What you have to do:
Convert the data below into a JSON list of strings with one string per line, skipping blank lines and leaving out the pictures.

Provided data:
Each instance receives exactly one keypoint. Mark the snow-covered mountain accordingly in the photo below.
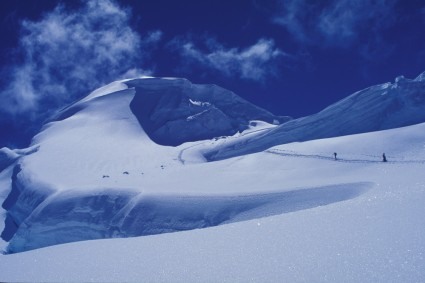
(96, 156)
(380, 107)
(130, 159)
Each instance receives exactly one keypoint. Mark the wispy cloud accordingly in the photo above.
(334, 22)
(67, 53)
(256, 62)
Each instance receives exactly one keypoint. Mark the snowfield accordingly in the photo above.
(291, 213)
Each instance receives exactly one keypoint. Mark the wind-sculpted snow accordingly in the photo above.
(175, 111)
(379, 107)
(107, 213)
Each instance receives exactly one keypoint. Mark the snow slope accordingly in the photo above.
(96, 173)
(377, 235)
(289, 213)
(379, 107)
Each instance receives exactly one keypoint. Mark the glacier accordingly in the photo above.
(379, 107)
(95, 171)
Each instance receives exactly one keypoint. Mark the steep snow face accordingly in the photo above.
(379, 107)
(94, 172)
(175, 111)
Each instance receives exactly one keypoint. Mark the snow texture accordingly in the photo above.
(290, 213)
(379, 107)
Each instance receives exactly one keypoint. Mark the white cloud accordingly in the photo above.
(335, 22)
(256, 62)
(67, 53)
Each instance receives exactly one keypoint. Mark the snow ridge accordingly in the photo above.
(380, 107)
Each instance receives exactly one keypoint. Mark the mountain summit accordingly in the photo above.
(379, 107)
(130, 159)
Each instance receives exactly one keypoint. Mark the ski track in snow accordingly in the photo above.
(376, 159)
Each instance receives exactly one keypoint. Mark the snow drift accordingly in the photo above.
(379, 107)
(128, 160)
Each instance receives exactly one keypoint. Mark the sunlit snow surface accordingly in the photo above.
(307, 217)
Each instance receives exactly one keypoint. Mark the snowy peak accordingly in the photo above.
(380, 107)
(174, 111)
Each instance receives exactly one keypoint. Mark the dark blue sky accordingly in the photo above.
(291, 57)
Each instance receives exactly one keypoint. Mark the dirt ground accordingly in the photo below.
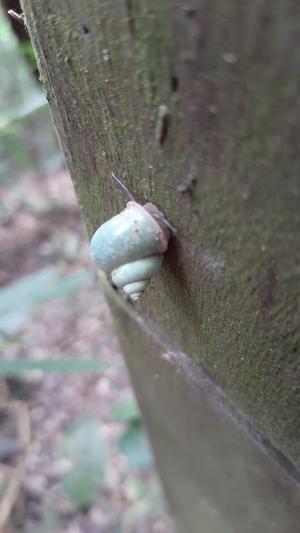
(41, 226)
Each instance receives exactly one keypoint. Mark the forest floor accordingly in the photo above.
(41, 237)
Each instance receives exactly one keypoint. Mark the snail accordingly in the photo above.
(130, 246)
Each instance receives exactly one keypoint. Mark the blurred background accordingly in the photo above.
(73, 453)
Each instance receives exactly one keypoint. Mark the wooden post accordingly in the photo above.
(214, 345)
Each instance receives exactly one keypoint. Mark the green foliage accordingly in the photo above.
(85, 449)
(21, 298)
(27, 139)
(126, 410)
(135, 446)
(55, 366)
(133, 443)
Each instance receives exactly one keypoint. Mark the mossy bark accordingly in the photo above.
(223, 167)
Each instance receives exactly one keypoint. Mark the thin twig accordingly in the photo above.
(17, 16)
(123, 187)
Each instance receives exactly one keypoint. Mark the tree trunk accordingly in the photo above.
(223, 165)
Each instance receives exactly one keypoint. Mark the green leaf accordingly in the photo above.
(55, 366)
(135, 446)
(86, 450)
(19, 299)
(126, 410)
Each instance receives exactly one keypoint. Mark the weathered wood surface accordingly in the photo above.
(225, 171)
(220, 474)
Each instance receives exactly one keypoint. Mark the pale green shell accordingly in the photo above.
(130, 235)
(130, 246)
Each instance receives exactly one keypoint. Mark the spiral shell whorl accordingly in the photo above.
(134, 277)
(131, 246)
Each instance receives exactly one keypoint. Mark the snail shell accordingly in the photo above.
(130, 246)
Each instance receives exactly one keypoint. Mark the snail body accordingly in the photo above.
(130, 246)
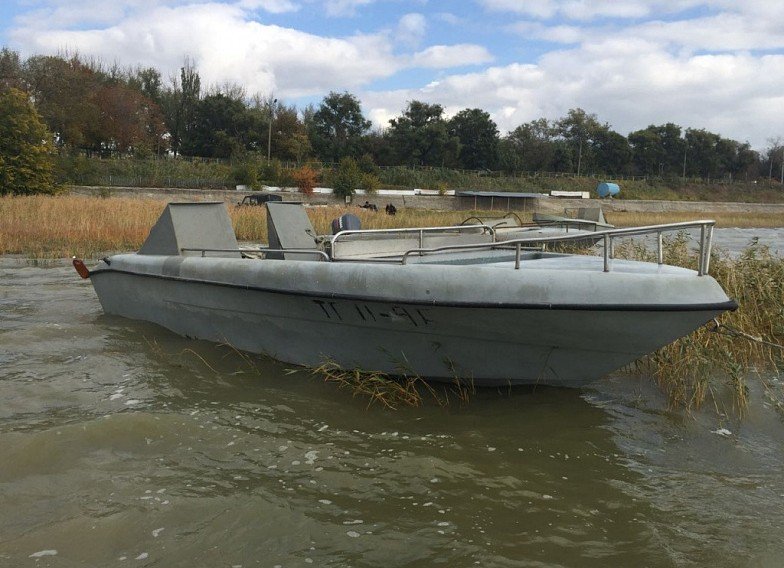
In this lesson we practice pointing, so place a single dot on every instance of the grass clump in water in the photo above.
(392, 392)
(740, 343)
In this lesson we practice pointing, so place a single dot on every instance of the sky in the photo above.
(717, 65)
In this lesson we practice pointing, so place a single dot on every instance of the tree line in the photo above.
(96, 109)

Result for this task:
[
  "Each instance receives exactly one keypoint. Mark the snow-covered mountain accordingly in the photo below.",
  "(96, 156)",
  "(380, 107)",
  "(130, 159)",
  "Each instance receives exactly one keypoint. Mark the wispy cloud accordingly in the photo above.",
  "(334, 22)",
  "(67, 53)",
  "(256, 62)",
  "Each instance receives exactly one keypoint. Mark the snowfield accordingly in the photo above.",
  "(291, 213)",
  "Each instance receives exactly one keypoint. Mark the wind-sculpted snow accordingly in the photo above.",
  "(175, 111)",
  "(379, 107)",
  "(107, 213)",
  "Each instance receives exactly one keypoint. Mark the snow slope accordingly in the photo above.",
  "(96, 173)",
  "(377, 235)",
  "(289, 213)",
  "(379, 107)",
  "Each instance receives exactly one keypoint. Mark the glacier accordingly in the photo above.",
  "(379, 107)",
  "(95, 171)",
  "Each instance receives exactly one keypoint. Mark the steep snow face accordingly in the photo above.",
  "(379, 107)",
  "(94, 172)",
  "(175, 111)",
  "Each instance receives exactly one keypoint. Mark the snow texture accordingly in the photo above.",
  "(290, 213)",
  "(379, 107)",
  "Each instance receives exactly one keypoint. Mark the white cloud accordingly in the photo above.",
  "(335, 22)",
  "(256, 62)",
  "(67, 53)",
  "Each instance receives exactly one keypoint. Mark the snow ridge accordingly in the photo above.",
  "(380, 107)",
  "Each instance receives exactly one keypoint. Mark the mountain summit accordingly in the photo above.",
  "(379, 107)",
  "(130, 159)",
  "Each instance receives exactly one keypoint. Mark the ski track in snow accordingly in the photo above.",
  "(376, 159)",
  "Each instance receives exactly one keypoint. Mark the snow drift accordingly in the photo above.",
  "(379, 107)",
  "(128, 160)",
  "Each instance receives exactly one keypoint. Mark the sunlit snow surface accordingly in the photo above.",
  "(307, 217)",
  "Each instance receives exactly one keypoint. Mark the snowy peak accordingly in the photo above.",
  "(380, 107)",
  "(174, 111)",
  "Each instance receives exactly one keypoint. Mark the dark blue sky accordingly in the photo above.",
  "(291, 57)",
  "Each instance receives exactly one keypoint. Mark the dirt ground accordingly in the photo below.",
  "(41, 226)",
  "Each instance receives exactly one keypoint. Mark the forest floor accordingly in the photo above.",
  "(41, 237)",
  "Each instance receives exactly one keypoint. Mark the snail accordingly in the photo above.",
  "(130, 246)",
  "Each instance receives exactly one keypoint. Mark the blurred background accordingly in the photo above.",
  "(73, 453)",
  "Each instance receives exactly one keypoint. Mark the wooden post accordingly in the photo above.",
  "(214, 345)",
  "Each instance receives exactly one keypoint. Mark the green foliage accordingly in the photo above.",
  "(85, 449)",
  "(21, 298)",
  "(27, 139)",
  "(126, 410)",
  "(135, 446)",
  "(55, 366)",
  "(133, 443)",
  "Each instance receives exactly one keypoint. Mark the mossy bark accordingly in the photo above.",
  "(223, 167)",
  "Each instance receives exactly one keypoint. Mark the thin twig accordingly in the photo above.",
  "(17, 16)",
  "(123, 187)",
  "Each instance receives exactly one keypoint. Mark the tree trunk accordingly in the photo above.",
  "(223, 165)",
  "Each instance receives exactly one keypoint. Mark the green leaf accordingly in the photo above.",
  "(55, 366)",
  "(135, 446)",
  "(86, 450)",
  "(19, 299)",
  "(126, 410)",
  "Each instance receives exactly one keypoint. Mark the weathered wood surface accordingly in the photo above.",
  "(225, 171)",
  "(220, 474)",
  "Each instance receives exactly one keypoint. Mark the pale green shell accordingly in the photo above.",
  "(130, 235)",
  "(130, 246)",
  "Each instance receives exactly one keypoint. Mark the spiral shell whorl accordingly in the photo above.",
  "(134, 277)",
  "(131, 246)",
  "Each instance receives exactly one keypoint. Mark the snail shell accordingly in the photo above.",
  "(130, 246)",
  "Each instance receives exactly one keypoint. Mark the snail body accordingly in the photo above.",
  "(130, 246)",
  "In this lesson we practice pointing, so place a single dot on every instance of the grass clump in water in the photo above.",
  "(392, 392)",
  "(740, 343)",
  "In this lesson we practice pointing, so place a single dot on every instance of the sky in the photo above.",
  "(717, 65)",
  "In this lesson we practice pointing, so place a single dot on every instance of the tree line in the photo above.",
  "(96, 109)"
]